### [SOURCE TEXT]
________

Back in Richmond, Virginia, where I live, protests continued through August. Some of the Confederate statues decorating the former rebel capital came down. But for local activists like Frank Hunt, it wasn’t enough. “After the statues come down, then what? New laws are passed, then what? New politicians elected, then what?” The 30-year-old artist was angry. He was a “frontliner.” He told me he’d been on the street every day since the protests started, right up until a Richmond police officer shot him with a foam-nosed round.


Frank Hunt holds a foam-nosed round similar to the one that took the sight in his left eye in Richmond, Virginia. Image by Wil Sands. United States.

When we met in Marcus David Peters Square, the center of the Richmond protests, Frank still hadn’t received medical attention. It had been nearly three months since he’d been shot. When I asked him why, he avoided the question. Maybe he feared the kind of unwanted hospital visits from police that Vincent had received. Maybe he didn’t have health insurance. Maybe he didn’t want to face the reality of his eye injury.

But Frank didn’t shy away from the struggle. He explained to me that he’d had run-ins with the law and served his time in prison.

I asked him to pose on the Robert E. Lee statue layered in colorful anti-racist graffiti. He looked directly into the camera, an eye patch covering his left eye, and held back his dreadlocks. “My skin color is not a crime” declared his T-shirt to the world.


Frank Hunt sits on the steps of the Lee Monument in Richmond, Virginia. He was shot with a foam-nosed round fired by a Richmond police officer during a protest. Image by Wil Sands. United States.

I ask him if he would have done things differently if he could.

“Hell no,” he replies. “I don’t regret being there! Finding selfless service is difficult.”


“Sometimes it all piles on.”

Months have passed since I did the interviews and portraits for this article. While we all shared the trauma of being shot in the face and losing sight, our experiences of that trauma were defined by the same inequities that tinge the rest of American life. Our physical injuries varied in severity, but so did our access to quality medical care, trustworthy legal counsel, and supportive social networks.


This is how I see now after being shot in the eye; a constant multi-exposure collage. Image by Wil Sands. United States.

Personally, I tried a therapist for the first time in my life. We had two Zoom sessions and then I ghosted him. Our conversations felt forced and distant. I needed instant feedback.

Instead, meeting and interviewing other people who’d been “blinded by police” became a form of self-therapy. As John Sanders had told me in Akron: “Sometimes it all piles on, all on one day, all at one time. It can be a lot to deal with.” Taking pictures and telling stories helped me process, it helped keep the piling up of emotions manageable.

________

### [DATA FOR ANALYSIS]
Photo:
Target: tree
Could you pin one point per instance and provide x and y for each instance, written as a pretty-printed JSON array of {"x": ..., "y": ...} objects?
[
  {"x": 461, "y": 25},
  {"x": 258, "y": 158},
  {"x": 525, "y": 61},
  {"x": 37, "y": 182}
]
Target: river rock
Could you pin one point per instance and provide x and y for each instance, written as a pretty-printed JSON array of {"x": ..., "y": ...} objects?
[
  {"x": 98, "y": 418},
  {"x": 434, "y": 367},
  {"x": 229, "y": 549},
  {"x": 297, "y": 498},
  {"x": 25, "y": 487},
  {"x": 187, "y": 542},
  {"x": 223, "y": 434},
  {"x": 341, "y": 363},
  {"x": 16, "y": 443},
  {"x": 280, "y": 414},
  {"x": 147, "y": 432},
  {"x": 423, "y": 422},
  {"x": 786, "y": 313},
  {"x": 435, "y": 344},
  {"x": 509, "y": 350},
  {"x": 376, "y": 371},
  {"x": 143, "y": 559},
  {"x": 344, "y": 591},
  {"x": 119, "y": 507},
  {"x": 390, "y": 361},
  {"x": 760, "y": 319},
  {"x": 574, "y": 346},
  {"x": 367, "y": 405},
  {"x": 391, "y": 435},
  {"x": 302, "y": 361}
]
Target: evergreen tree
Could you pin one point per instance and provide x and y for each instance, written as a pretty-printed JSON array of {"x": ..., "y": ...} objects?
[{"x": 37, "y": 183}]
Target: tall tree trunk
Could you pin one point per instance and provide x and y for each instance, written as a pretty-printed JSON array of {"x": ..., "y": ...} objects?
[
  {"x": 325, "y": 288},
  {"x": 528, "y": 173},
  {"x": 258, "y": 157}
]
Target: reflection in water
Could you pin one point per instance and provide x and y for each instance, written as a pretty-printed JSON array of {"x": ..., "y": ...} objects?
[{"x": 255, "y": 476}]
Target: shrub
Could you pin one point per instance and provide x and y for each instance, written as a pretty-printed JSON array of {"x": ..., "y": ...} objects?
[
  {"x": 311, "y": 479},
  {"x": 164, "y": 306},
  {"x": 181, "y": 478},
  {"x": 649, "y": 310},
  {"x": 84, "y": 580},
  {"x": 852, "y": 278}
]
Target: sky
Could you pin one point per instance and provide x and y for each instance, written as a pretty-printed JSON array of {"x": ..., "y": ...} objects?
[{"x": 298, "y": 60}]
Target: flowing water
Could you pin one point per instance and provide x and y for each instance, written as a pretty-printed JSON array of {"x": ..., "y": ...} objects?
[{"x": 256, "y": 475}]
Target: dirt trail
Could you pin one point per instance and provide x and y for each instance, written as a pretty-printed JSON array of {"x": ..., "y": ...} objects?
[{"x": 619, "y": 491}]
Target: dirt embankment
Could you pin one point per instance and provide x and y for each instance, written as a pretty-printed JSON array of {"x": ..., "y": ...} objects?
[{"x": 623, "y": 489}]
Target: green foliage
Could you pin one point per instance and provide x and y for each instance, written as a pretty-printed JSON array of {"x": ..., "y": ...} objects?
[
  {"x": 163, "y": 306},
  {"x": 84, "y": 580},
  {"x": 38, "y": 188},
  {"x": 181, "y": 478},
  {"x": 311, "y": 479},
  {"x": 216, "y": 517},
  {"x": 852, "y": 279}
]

________

### [PROBLEMS TO SOLVE]
a - In the Richmond protest excerpt, where did the narrator meet Frank Hunt?
b - Write out the part of the Richmond protest excerpt between "I asked him to" and "to the world.", inclusive.
c - List everything the Richmond protest excerpt says varied among the people who were shot.

### [WRITTEN ANSWERS]
a - Marcus David Peters Square, the center of the Richmond protests.

b -
I asked him to pose on the Robert E. Lee statue layered in colorful anti-racist graffiti. He looked directly into the camera, an eye patch covering his left eye, and held back his dreadlocks. “My skin color is not a crime” declared his T-shirt to the world.

c -
- the severity of their physical injuries
- their access to quality medical care
- their access to trustworthy legal counsel
- their access to supportive social networks